Your assignment => Output the stretch of the passage on flexible spending accounts from "What are the" through "the following year.", copied word for word.

The higher your income, the greater the benefit you can receive by coordinating the use of the various credits and exclusions available to you. It is not a question of either/or, but how to maximize the benefits of each in your favor.

What are the key takeaways for Flexible Spending Account (FSA)?  

  • An FSA is a type of savings account that allows employees to contribute a portion of their regular earnings to pay for qualified expenses.
  • Funds contributed to the account are deducted from the employee's earnings before they are made subject to payroll taxes.
  • The money in an FSA must be used by the end of the plan year but employers can offer a grace period of up to 2.5 months, through March 15 of the following year.

How does Flexible Spending Account (FSA) Works?

One of the key benefits of a flexible spending account is that the funds contributed to the account are deducted from the employee's earnings before taxes, lowering their taxable income. As such, regular contributions to an FSA can significantly lower an employee's annual tax liability.

The IRS limits how much can be contributed to an FSA account per year. For medical expense FSA accounts, the 2020 limit per employee is $2,750 (it was $2,700 in 2019). If an individual is married, their spouse can also put aside that limit through their employer. Employers can choose to contribute to an FSA, but do not have to—if they do, the employer contribution does not reduce the amount that the employee is permitted to contribute.

Data provided =>
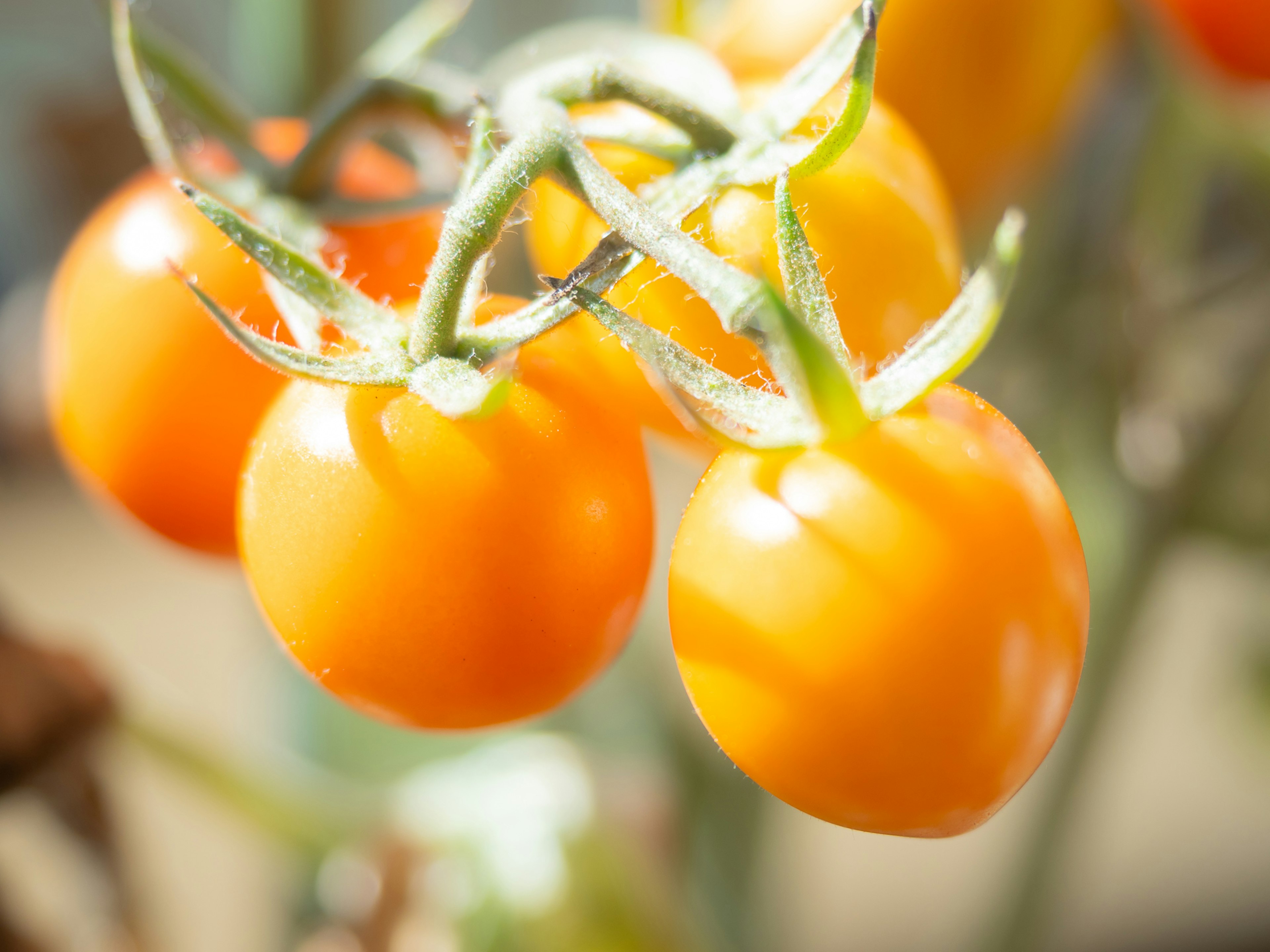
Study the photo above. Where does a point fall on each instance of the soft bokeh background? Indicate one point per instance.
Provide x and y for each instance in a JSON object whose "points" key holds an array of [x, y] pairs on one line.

Answer for this exercise =>
What are the key takeaways for Flexible Spending Account (FSA)?  

  • An FSA is a type of savings account that allows employees to contribute a portion of their regular earnings to pay for qualified expenses.
  • Funds contributed to the account are deducted from the employee's earnings before they are made subject to payroll taxes.
  • The money in an FSA must be used by the end of the plan year but employers can offer a grace period of up to 2.5 months, through March 15 of the following year.